◆ THE TASK ◆
Only the lines from the one that contains "cliff on this basis." through the final line of the entries should be repeated, exactly as written.

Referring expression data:
↓↓↓

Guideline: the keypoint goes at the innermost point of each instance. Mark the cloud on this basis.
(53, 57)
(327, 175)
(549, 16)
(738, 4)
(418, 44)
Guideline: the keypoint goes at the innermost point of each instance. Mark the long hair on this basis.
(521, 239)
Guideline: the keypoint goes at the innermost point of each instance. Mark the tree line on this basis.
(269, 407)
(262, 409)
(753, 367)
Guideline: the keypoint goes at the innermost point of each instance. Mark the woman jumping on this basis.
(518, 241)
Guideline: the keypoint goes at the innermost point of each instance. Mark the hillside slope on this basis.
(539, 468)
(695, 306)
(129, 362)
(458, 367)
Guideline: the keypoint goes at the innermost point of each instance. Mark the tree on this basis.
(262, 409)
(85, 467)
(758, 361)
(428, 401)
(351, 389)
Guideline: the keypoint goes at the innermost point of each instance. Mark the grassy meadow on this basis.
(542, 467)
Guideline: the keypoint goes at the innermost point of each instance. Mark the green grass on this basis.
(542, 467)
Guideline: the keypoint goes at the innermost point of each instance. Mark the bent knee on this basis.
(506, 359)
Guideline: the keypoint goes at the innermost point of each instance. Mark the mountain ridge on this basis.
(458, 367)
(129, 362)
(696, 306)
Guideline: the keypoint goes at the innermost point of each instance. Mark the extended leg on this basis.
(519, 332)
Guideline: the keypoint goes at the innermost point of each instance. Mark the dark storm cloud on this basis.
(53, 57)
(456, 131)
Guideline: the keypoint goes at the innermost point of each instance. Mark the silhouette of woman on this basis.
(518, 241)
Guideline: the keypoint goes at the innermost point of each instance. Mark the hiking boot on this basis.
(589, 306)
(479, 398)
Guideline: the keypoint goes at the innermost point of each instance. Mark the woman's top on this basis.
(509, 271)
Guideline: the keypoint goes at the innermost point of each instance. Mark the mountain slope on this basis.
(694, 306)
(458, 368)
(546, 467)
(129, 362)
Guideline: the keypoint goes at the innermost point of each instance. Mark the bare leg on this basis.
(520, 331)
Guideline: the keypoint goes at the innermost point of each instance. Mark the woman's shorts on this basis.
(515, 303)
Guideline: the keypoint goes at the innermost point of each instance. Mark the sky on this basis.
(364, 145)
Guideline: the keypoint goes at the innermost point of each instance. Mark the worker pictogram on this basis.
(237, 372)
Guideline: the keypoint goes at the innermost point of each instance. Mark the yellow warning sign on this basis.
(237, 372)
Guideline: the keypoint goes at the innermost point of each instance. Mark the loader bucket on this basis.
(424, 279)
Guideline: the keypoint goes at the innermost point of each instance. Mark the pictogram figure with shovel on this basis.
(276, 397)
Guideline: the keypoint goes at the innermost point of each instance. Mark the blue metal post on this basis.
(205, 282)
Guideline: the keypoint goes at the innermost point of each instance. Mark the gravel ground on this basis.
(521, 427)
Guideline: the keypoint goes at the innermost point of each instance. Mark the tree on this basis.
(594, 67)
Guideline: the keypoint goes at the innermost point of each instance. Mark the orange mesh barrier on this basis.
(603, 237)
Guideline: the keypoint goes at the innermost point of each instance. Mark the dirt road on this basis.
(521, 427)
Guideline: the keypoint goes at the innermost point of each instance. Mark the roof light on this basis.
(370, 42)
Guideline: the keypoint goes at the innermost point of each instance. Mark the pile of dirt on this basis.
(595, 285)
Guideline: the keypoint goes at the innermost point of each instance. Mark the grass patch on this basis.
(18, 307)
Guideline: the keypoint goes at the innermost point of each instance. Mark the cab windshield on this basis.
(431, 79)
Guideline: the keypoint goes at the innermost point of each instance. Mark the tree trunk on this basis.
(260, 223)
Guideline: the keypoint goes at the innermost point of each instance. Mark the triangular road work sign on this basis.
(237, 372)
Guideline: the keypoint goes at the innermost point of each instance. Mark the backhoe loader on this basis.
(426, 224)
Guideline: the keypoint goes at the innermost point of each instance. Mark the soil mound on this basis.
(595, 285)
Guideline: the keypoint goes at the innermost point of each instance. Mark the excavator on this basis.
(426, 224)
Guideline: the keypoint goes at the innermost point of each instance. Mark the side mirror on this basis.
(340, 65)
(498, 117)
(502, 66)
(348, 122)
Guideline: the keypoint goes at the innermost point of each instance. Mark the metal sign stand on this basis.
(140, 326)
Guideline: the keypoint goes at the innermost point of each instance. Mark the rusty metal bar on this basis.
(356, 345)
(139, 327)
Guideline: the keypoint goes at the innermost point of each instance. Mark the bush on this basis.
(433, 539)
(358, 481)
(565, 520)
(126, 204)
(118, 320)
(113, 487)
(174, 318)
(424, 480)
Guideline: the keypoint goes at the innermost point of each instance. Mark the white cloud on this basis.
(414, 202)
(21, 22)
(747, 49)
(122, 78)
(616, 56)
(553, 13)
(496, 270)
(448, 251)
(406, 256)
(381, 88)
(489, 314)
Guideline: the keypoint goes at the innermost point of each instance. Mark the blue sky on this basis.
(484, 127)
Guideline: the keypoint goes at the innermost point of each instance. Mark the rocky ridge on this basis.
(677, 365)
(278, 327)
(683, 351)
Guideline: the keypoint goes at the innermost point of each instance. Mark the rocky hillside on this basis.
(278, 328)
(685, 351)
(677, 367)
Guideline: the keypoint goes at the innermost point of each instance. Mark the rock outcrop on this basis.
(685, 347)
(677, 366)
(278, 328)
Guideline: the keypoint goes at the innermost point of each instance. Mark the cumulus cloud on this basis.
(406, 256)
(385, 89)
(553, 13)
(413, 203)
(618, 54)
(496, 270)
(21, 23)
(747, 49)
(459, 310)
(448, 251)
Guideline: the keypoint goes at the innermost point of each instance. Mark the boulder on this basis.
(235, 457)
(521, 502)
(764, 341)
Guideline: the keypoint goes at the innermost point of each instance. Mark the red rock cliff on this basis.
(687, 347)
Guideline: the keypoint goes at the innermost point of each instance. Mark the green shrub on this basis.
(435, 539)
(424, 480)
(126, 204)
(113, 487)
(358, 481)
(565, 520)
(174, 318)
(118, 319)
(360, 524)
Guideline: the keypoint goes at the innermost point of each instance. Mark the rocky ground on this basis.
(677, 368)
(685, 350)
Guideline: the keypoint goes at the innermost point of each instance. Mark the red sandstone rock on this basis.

↑↑↑

◆ RESPONSE ◆
Guideline: the keypoint goes at the innermost point of each instance. Mark the red rock cliff on this basis.
(687, 347)
Guideline: the keypoint goes at the innermost point of each instance. Mark the green shrub on this basis.
(435, 539)
(424, 480)
(126, 204)
(113, 487)
(358, 481)
(565, 520)
(174, 318)
(118, 319)
(360, 524)
Guideline: the keypoint goes at the innermost point of each instance. Mark the rocky ground on this basis.
(677, 368)
(685, 350)
Guideline: the keypoint goes at the innermost point of each instance. Mark the red sandstone rock on this basis.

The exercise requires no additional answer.